**Exercise requirements**
A. In the HBase key design thread, into how many regions was the 20-million-key table split automatically?
B. Print the passage of the HBase key design thread starting at "Re: help on" and ending at "on 3 servers?".
C. List every person named in the HBase key design thread.

**Text section**
%%

Re: help on key design

Posted by Pablo Medina <pa...@gmail.com>.

If you split that one hot region and then move a half to another region
server then you will move the half of the load of that hot region server.
The set of hot keys then will be spread over 2 region servers instead of
one.


2013/7/31 Michael Segel <ms...@segel.com>

> 4 regions on 3 servers?
> I'd say that they were already balanced.
>
> The issue is that when they do their get(s) they are hitting one region.
> So more splits isn't the answer.
>
>
> On Jul 31, 2013, at 12:49 PM, Ted Yu <yu...@gmail.com> wrote:
>
> > From the information Demian provided in the first email:
> >
> > bq. a table containing 20 million keys splitted automatically by HBase
> in 4
> > regions and balanced in 3 region servers
> >
> > I think the number of regions should be increased through (manual)

%%

**Dataset entries**
%%

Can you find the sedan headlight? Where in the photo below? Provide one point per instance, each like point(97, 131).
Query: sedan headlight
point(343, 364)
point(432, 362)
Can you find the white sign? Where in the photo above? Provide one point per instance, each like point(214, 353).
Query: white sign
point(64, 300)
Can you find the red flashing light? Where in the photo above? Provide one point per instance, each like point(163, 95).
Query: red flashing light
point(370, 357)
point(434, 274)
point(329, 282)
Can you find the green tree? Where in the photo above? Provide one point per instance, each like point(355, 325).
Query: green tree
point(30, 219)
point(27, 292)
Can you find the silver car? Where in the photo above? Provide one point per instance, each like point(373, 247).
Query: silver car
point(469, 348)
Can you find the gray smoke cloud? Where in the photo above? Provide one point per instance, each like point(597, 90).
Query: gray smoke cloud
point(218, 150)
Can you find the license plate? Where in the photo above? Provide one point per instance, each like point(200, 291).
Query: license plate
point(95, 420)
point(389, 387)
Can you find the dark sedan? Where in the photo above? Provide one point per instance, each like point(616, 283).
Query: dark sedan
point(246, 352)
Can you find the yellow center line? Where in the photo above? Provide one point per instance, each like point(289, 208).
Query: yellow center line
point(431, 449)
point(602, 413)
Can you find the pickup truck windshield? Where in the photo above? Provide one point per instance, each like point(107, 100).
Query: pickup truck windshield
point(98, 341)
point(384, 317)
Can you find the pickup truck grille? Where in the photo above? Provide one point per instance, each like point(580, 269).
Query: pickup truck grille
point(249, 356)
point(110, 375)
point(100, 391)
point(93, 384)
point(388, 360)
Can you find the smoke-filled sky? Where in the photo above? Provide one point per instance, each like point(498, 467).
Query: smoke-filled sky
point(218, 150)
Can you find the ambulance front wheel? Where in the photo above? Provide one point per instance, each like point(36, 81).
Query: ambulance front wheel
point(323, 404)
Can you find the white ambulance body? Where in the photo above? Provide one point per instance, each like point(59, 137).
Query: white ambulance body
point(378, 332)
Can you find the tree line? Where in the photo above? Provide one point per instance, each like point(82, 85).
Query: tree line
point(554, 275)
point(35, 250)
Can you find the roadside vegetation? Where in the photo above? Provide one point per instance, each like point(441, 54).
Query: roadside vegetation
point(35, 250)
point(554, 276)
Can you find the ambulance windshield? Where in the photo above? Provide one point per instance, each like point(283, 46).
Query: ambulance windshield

%%

**Answers for the exercise**
A. 4 regions

B.
Re: help on key design

Posted by Pablo Medina <pa...@gmail.com>.

If you split that one hot region and then move a half to another region
server then you will move the half of the load of that hot region server.
The set of hot keys then will be spread over 2 region servers instead of
one.


2013/7/31 Michael Segel <ms...@segel.com>

> 4 regions on 3 servers?

C. Pablo Medina, Michael Segel, Ted Yu, Demian